--- Exercise inputs Enclosed Below ---

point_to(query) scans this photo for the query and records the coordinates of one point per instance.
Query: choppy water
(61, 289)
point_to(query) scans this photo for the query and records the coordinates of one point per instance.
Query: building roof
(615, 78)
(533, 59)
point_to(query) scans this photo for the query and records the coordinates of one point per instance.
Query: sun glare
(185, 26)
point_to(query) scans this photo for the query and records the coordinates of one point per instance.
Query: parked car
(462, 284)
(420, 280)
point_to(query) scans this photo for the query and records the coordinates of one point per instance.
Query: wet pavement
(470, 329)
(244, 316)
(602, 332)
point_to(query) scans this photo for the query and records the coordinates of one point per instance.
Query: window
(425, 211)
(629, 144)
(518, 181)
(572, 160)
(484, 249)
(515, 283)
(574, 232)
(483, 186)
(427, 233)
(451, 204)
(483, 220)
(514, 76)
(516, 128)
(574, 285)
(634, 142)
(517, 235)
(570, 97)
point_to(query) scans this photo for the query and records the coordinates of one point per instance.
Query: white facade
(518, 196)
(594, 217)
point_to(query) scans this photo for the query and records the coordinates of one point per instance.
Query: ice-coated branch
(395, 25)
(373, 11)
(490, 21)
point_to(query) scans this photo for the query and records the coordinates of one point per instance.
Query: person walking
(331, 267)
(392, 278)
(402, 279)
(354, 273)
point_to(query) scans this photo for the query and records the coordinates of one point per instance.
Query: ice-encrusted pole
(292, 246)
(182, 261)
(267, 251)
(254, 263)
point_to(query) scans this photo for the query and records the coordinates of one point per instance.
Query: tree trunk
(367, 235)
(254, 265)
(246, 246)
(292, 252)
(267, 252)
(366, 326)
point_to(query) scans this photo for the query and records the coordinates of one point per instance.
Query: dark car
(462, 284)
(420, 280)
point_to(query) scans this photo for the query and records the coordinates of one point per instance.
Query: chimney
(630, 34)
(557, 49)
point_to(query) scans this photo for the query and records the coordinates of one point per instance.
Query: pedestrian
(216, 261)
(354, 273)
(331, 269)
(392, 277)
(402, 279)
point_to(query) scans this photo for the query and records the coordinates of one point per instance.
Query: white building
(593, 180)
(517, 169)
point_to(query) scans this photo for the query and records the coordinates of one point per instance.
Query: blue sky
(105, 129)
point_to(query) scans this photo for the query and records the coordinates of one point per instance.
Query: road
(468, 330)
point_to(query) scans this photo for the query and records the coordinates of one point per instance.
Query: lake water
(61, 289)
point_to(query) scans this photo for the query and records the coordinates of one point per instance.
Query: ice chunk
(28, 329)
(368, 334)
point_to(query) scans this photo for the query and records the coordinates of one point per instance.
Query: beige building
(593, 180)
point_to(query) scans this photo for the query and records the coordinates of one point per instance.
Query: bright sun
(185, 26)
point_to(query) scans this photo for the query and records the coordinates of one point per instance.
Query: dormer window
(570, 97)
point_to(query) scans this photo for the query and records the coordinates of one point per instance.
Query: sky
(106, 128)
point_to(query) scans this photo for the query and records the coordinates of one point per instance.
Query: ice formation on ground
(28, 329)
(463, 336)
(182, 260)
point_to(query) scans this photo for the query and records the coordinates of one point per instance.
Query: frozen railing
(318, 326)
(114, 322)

--- End of Enclosed Exercise inputs ---

__Problem to work on__. Extract the complete listing verbatim.

__Solution for this task__.
point_to(query) scans this photo for the query and records the coordinates of one point per instance.
Query: choppy water
(61, 289)
point_to(query) scans this photo for the query and records the coordinates of one point per instance.
Query: building roof
(615, 78)
(533, 59)
point_to(query) scans this photo for the query and records the coordinates of one point per instance.
Query: sun glare
(185, 26)
point_to(query) scans this photo for the query and records the coordinates of one point per instance.
Query: parked car
(462, 284)
(420, 280)
point_to(query) scans this photo for the query and records the coordinates of one point per instance.
Query: wet pavement
(470, 329)
(244, 316)
(602, 332)
point_to(query) scans this photo for the query and records the coordinates of one point per instance.
Query: window
(425, 211)
(629, 144)
(518, 181)
(572, 160)
(484, 249)
(515, 283)
(574, 232)
(483, 186)
(427, 233)
(451, 204)
(483, 220)
(514, 76)
(516, 128)
(574, 285)
(634, 142)
(517, 235)
(570, 97)
point_to(query) scans this photo for the query and records the coordinates of one point per instance.
Query: white facade
(518, 196)
(594, 217)
point_to(query) scans this photo for the query and records the coordinates of one point per instance.
Query: ice-coated branch
(395, 25)
(373, 11)
(490, 21)
point_to(query) scans this photo for the query and records the coordinates of one point per instance.
Query: person walking
(331, 267)
(392, 278)
(402, 279)
(354, 273)
point_to(query) scans this photo for the query and records the coordinates of one point per instance.
Query: ice-encrusted pole
(292, 246)
(182, 261)
(267, 251)
(254, 263)
point_to(query) scans this photo for the query and records the coordinates of one point per instance.
Query: tree trunk
(367, 235)
(254, 265)
(246, 246)
(292, 252)
(267, 252)
(366, 326)
point_to(query) scans this photo for the query and records the coordinates of one point per instance.
Query: dark car
(462, 284)
(420, 280)
point_to(query) scans this photo for the query and records the coordinates of one point per instance.
Query: chimney
(630, 34)
(557, 49)
point_to(query) scans this photo for the query and records the coordinates of one point per instance.
Query: pedestrian
(216, 261)
(354, 273)
(331, 269)
(392, 277)
(402, 279)
point_to(query) scans this photo for the query and records the coordinates of one point per instance.
Query: white building
(593, 180)
(517, 169)
point_to(query) scans this photo for the query and records the coordinates of one point per instance.
Query: blue sky
(105, 129)
point_to(query) scans this photo for the query and records the coordinates of one point per instance.
Query: road
(468, 330)
point_to(query) scans this photo for the query and records the coordinates of one point per instance.
Query: lake water
(61, 289)
point_to(query) scans this photo for the query and records the coordinates of one point per instance.
Query: ice chunk
(28, 329)
(368, 334)
point_to(query) scans this photo for the query and records the coordinates of one point per instance.
Query: beige building
(593, 180)
point_to(query) scans this photo for the query and records the coordinates of one point per instance.
Query: bright sun
(185, 26)
point_to(query) scans this photo for the query and records the coordinates of one point per instance.
Query: dormer window
(570, 97)
point_to(query) scans this photo for the query and records the coordinates of one point per instance.
Query: sky
(106, 128)
point_to(query) scans this photo for the query and records the coordinates of one point per instance.
Query: ice formation on ground
(28, 329)
(463, 336)
(182, 260)
point_to(query) scans this photo for the query and records the coordinates of one point per instance.
Query: frozen railing
(318, 326)
(114, 322)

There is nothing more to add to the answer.